**Text excerpt**:
-.-.-

HOUSTON – Houston homicide investigators have arrested and charged a member of the violent MS-13 street gang they said is responsible for the murder of a student at the Houston CAN Academy last November.
Jairo Chicas-Raimundo, 23, is charged with murder in that killing and with capital murder in the kidnapping and killing of an alleged rival gang member two days earlier.
Houston police said two other men -- Juan Treminio, 30, and William Cortez, 23 -- were previously charged with capital murder, and another man, Melvin Ramirez, 19, is charged with tampering with evidence.
The men are accused in the deaths of Eleazar Vazquez in the incident in the 5900 block of South Gessner Road and Adrian Castillo, 19, in the 9700 block of Bissonnet Street, police said.
Police said Chicas-Raimundo entered the U.S. illegally and had only been in the country a few months when he allegedly carried out the killings. He’d been on the run for months when investigators finally found him and arrested him in west Houston Tuesday.
On Nov. 7, 2016, Chicas-Raimundo was the alleged trigger man in the ambush of two students in the parking lot of the Houston Can Academy, according to police.
Castillo was killed.
A student with him was wounded. Police said the second victim was taken to Ben Taub General Hospital in stable condition.
The alleged motive for the killing was Chicas-Raimundo’s decision to intervene in an argument between students with pistols.
“We know these individuals were called out there. There was some sort of minor dispute going on. And they intervened in a violent manner and they shot two children,” Sgt. Chris Sturdivant said.
Two days earlier, Chicas-Raimundo and other MS-13 members kidnapped Vazquez in the 5900 block of Gessner Road. According to police, they believed Vazquez to be a member of a rival gang.
“He was kidnapped by three MS-13 gang members. He was taken out of the city, he was tortured, he was ultimately murdered...executed,” Sturdivant said.
Police said Vazquez's body was later found in the 14900 block of FM 521 in Brazoria County.
Chicas-Raimundo went before a magistrate judge Wednesday afternoon to hear the charges against him.
He was ordered to be held without bond.
Prosecutors could seek the death penalty on the capital murder charge.
Police said all four suspects remain in custody in the Harris County Jail.

-.-.-

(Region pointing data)
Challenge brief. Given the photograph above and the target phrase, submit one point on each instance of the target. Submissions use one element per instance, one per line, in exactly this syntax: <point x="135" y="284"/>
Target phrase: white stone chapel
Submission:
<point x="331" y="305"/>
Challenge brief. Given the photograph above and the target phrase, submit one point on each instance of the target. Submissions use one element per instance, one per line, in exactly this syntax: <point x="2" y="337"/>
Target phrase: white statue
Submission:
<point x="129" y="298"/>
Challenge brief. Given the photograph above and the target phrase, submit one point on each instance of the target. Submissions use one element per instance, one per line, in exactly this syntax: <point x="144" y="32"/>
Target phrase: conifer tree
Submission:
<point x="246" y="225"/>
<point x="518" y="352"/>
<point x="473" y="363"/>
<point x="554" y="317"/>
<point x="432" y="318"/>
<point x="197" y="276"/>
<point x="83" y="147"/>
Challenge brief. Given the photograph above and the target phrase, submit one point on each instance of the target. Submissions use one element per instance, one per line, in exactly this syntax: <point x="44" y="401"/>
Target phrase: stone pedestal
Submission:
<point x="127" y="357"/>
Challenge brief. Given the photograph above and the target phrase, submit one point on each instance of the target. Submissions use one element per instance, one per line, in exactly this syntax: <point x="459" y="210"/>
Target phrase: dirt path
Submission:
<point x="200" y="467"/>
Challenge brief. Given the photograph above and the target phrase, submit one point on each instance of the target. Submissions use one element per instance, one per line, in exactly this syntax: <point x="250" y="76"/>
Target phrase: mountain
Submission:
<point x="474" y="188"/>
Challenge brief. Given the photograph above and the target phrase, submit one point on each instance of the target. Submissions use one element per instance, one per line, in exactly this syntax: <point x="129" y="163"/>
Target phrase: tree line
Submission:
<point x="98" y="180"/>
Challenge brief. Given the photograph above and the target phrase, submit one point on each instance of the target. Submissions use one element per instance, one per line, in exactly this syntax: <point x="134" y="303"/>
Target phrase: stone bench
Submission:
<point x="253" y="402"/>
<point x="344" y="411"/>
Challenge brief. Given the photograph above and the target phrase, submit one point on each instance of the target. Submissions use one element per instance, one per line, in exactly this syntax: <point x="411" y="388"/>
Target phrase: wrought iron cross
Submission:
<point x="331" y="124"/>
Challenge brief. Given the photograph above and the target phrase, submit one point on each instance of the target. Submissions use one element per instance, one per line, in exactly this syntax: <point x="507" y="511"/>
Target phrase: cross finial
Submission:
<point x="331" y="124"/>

-.-.-

**Questions**:
#1 Answer these questions about the news report on the MS-13 murder charges.
(a) What is Melvin Ramirez charged with?
(b) To which hospital was the wounded student taken?
(c) Where was Vazquez's body found?
#2 Write out the part of the news report on the MS-13 murder charges between "Castillo was killed." and "a rival gang.", inclusive.

**Set of answers**:
#1
(a) Tampering with evidence.
(b) Ben Taub General Hospital.
(c) In the 14900 block of FM 521 in Brazoria County.

#2
Castillo was killed.
A student with him was wounded. Police said the second victim was taken to Ben Taub General Hospital in stable condition.
The alleged motive for the killing was Chicas-Raimundo’s decision to intervene in an argument between students with pistols.
“We know these individuals were called out there. There was some sort of minor dispute going on. And they intervened in a violent manner and they shot two children,” Sgt. Chris Sturdivant said.
Two days earlier, Chicas-Raimundo and other MS-13 members kidnapped Vazquez in the 5900 block of Gessner Road. According to police, they believed Vazquez to be a member of a rival gang.